| What to do |
(1) In the essay on urban fantasy, where did Lilith Saintcrow's guest column appear?
(2) Reproduce the urban fantasy essay word for word from "Certainly not, but" to "gender polarities reversed.".
(3) Resume the essay on urban fantasy and sword-and-planet, picking up right after its final sentence.

** Opening Document passage block **

The Zeitgeist has been tying its ectoplasm in knots lately about urban fantasy. Here’s Lilith Saintcrow, underdefining the genre in a recent guest column at Pat’s Hotlist (with a followup at her own site):
Chicks kicking ass. Well, leather-clad chicks kicking ass. Leather-clad chicks kicking ass in an urban environment where some form of “magic” is part of the world. There. That’s about it.
But that’s not all there is to it.
Certainly not, but that really may be the central genre-defining element. I was thinking about this while reading Justina Robson’s excellent Keeping It Real recently. The book kept reminding me of sword-and-planet–with the gender polarities reversed.
I was reading buckets of sword-and-planet last year (some of which I reviewed in this space) and it constantly occurred to me that the aboutness of these books is concerned with male identity: they present idealized images of the lone male adventurer. For Edgar Rice Burroughs, the idealized image was that of an immortal Virginia gentleman. For Robert E. Howard, a man somewhere midway between the barbarism he considered man’s natural state and the aspirations of human intellect. For Otis Adelbert Kline, he’s a down-on-his-luck member of the American aristocracy. For some other three-initialled author the idealized image might be somewhat different, but they share some core similarities.

** Closing Document passage block **
** Opening Record extracts block **

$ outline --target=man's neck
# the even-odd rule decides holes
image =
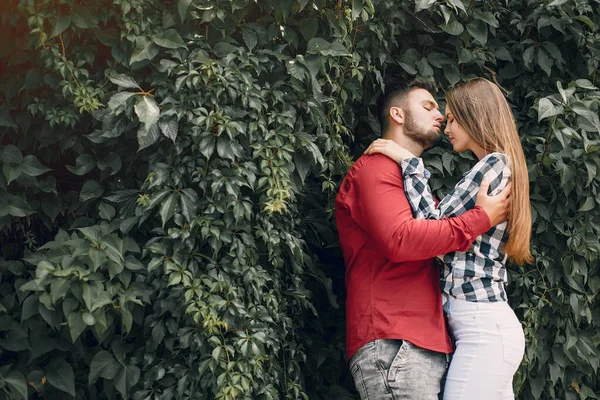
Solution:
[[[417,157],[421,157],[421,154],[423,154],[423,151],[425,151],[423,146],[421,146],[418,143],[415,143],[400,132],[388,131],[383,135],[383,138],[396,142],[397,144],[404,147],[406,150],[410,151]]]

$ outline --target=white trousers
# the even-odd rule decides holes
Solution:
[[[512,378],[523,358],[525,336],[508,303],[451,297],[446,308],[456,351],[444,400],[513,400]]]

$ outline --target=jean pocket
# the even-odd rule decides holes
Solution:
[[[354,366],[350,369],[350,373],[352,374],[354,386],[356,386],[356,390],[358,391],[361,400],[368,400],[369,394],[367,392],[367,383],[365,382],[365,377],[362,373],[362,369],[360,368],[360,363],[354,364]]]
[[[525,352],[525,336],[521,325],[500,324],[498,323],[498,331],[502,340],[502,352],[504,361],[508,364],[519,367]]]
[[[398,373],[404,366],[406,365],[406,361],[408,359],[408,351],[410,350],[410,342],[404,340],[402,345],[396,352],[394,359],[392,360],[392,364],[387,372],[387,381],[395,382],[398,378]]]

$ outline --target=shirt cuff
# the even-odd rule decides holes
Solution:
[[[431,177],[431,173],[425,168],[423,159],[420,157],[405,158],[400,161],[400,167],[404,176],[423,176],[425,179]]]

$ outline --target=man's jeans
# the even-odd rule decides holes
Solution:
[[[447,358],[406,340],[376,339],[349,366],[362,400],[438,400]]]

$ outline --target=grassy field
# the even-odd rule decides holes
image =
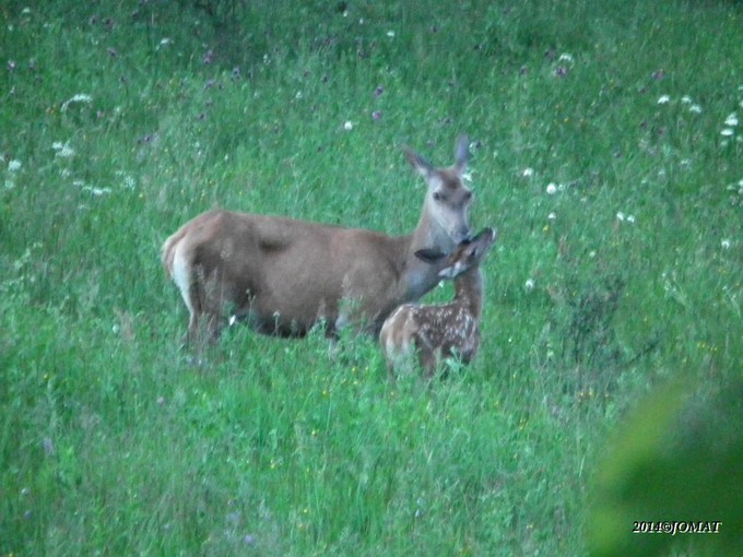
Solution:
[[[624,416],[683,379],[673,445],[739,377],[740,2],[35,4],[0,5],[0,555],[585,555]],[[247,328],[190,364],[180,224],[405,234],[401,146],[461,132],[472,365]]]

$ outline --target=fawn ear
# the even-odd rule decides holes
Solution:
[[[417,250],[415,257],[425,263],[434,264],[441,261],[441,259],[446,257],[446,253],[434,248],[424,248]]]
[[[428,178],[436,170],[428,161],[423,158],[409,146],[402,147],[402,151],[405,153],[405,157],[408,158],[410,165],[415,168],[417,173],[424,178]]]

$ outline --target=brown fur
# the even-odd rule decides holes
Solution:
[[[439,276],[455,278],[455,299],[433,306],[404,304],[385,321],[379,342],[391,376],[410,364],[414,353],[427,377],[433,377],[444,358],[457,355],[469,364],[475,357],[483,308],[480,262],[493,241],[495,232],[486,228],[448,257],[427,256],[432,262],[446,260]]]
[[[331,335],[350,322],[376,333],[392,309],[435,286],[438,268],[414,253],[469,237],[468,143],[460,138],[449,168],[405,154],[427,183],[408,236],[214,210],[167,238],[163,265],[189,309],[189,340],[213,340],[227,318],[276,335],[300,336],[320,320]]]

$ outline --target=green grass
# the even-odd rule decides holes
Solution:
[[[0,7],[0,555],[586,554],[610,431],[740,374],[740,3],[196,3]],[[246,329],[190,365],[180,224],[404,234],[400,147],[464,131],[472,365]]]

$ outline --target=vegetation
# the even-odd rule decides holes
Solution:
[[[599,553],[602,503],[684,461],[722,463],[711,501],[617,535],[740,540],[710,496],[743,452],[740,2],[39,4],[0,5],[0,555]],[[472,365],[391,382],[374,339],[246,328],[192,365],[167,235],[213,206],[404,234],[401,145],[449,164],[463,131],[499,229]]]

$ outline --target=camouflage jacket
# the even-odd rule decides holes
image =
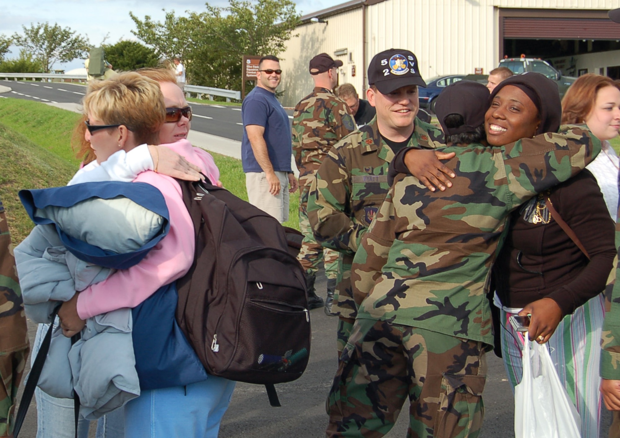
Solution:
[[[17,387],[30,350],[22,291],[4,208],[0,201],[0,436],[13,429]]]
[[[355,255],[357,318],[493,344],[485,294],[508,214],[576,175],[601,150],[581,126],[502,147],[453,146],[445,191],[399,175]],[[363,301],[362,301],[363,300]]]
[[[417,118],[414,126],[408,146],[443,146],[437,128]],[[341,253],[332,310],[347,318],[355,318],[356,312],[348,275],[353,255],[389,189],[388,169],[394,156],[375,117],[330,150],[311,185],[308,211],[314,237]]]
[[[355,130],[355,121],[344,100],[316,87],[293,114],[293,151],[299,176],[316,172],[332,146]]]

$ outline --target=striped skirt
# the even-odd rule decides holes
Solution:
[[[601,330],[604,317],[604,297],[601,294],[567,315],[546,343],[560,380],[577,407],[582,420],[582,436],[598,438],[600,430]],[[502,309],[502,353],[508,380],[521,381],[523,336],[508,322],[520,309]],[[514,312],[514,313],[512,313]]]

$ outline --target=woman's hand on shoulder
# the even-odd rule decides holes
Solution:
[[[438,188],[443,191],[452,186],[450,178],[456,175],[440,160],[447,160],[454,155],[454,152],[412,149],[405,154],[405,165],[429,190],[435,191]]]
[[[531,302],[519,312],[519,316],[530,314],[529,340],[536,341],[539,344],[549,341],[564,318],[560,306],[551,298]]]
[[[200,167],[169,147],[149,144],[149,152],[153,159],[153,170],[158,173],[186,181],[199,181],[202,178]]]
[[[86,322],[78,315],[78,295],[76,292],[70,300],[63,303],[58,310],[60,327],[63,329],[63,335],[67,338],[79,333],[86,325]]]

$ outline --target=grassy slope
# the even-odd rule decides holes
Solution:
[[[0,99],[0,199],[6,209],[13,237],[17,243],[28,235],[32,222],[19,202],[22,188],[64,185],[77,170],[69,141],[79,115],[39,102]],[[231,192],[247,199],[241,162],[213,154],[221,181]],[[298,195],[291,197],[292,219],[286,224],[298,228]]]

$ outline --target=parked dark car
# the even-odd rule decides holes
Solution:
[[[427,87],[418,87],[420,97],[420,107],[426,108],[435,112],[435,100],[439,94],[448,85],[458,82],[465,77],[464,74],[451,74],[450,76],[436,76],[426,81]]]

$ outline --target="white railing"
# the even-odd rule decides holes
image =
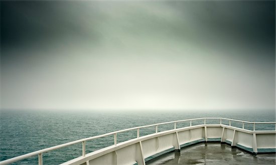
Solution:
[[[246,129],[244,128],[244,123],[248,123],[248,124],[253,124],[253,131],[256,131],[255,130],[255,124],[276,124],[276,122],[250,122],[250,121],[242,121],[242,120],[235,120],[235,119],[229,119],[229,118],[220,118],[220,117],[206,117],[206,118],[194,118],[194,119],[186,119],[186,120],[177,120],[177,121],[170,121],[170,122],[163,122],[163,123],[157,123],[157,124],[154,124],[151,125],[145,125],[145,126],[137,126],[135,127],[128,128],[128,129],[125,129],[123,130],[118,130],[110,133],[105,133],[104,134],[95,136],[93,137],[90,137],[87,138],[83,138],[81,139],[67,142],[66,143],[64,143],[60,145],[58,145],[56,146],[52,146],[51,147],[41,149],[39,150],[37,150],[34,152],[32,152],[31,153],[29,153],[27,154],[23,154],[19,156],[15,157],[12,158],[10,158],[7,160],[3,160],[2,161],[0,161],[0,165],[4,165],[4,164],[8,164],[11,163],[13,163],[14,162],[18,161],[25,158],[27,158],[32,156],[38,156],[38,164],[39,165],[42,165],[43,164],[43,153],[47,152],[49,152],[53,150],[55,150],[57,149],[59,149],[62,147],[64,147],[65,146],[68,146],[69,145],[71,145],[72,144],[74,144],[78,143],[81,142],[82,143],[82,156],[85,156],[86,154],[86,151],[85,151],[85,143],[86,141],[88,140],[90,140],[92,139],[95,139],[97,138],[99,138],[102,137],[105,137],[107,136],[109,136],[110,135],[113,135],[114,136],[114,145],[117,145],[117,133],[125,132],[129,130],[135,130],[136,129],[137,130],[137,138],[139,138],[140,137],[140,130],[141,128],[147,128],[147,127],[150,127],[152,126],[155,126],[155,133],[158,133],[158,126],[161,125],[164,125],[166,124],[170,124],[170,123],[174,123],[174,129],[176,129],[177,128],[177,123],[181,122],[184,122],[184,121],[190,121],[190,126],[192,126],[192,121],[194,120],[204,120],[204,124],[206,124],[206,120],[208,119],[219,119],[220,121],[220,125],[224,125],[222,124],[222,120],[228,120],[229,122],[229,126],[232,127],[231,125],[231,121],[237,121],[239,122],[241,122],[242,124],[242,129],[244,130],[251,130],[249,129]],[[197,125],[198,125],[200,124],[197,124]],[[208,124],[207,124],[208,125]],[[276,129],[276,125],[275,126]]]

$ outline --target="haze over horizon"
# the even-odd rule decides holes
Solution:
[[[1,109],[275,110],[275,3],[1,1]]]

** Closing Record extracts block **
** Opening Record extracts block **

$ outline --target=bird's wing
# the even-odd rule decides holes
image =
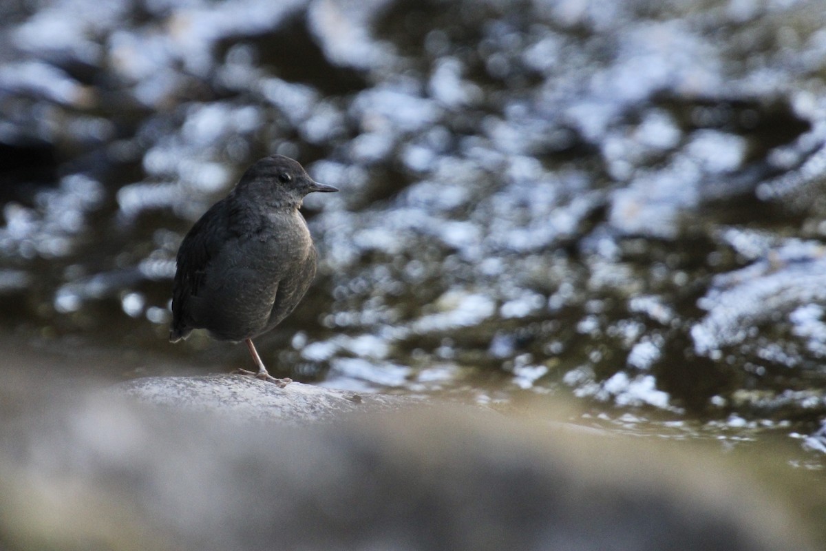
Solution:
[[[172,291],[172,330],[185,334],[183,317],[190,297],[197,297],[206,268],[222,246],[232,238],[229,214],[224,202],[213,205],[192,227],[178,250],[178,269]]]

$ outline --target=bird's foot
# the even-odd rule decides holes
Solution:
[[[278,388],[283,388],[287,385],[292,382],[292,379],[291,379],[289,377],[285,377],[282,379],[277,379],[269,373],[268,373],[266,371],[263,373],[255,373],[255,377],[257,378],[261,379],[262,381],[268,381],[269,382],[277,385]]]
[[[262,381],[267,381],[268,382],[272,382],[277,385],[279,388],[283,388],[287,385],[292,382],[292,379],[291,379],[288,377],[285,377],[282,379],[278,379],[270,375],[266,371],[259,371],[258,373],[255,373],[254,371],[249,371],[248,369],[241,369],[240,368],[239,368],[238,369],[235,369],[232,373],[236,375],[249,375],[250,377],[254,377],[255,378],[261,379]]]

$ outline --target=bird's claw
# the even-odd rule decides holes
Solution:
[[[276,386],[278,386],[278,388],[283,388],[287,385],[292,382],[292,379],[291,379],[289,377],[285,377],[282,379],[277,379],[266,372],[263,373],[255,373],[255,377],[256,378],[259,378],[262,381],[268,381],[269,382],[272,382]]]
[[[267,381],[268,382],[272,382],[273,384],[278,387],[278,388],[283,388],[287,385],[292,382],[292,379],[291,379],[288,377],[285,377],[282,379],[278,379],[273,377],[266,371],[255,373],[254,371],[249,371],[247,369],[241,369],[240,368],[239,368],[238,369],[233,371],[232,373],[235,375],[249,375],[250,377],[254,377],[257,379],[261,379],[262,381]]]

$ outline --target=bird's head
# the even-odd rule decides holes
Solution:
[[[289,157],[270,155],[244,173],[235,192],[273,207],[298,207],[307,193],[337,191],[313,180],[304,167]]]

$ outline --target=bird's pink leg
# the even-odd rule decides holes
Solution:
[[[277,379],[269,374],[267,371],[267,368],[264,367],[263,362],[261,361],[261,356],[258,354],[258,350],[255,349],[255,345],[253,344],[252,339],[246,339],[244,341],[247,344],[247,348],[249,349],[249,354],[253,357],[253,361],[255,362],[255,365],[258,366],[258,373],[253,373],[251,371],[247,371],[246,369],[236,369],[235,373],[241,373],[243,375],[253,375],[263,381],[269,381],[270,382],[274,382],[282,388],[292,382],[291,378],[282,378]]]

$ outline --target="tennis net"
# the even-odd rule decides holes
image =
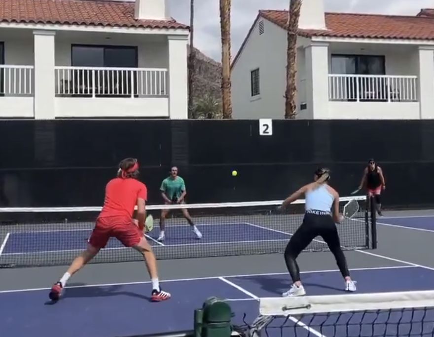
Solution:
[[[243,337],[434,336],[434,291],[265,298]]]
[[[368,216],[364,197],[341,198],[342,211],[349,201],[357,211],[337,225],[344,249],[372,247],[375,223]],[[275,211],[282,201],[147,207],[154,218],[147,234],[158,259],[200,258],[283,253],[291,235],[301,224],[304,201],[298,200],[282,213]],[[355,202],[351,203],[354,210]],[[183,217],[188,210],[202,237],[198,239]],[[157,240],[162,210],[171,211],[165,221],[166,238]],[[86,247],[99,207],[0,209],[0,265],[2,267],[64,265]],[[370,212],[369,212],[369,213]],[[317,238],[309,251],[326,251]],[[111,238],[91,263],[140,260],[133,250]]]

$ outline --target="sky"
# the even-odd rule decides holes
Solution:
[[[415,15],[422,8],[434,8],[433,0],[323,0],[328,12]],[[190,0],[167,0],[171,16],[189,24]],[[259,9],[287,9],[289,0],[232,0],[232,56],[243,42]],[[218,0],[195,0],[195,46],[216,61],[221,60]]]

** Closing Record extracts block **

| Exercise results |
(1) It appeared at Pat's Hotlist.

(2)
Certainly not, but that really may be the central genre-defining element. I was thinking about this while reading Justina Robson’s excellent Keeping It Real recently. The book kept reminding me of sword-and-planet–with the gender polarities reversed.

(3)
This concentration on masculine adventure doesn’t, I think, mark sword-and-planet as a male-only genre. Women share a world with men, and are at least potentially interested in what they are up to (in reality and in imagination) and, of course, they may just like the adventure. It’s a fact, anyway, that some of the greatest sword-and-planet stories were written by a woman, Leigh Brackett. Her worlds, her characters, her stories are all more various than the genre norm, but the hero (or antihero) is almost invariably a man: she doesn’t write usually write about Jirel-in-space–although sometimes she does (e.g. “Black Amazon of Mars” novelized as People of the Talisman), and the results tend to be interesting.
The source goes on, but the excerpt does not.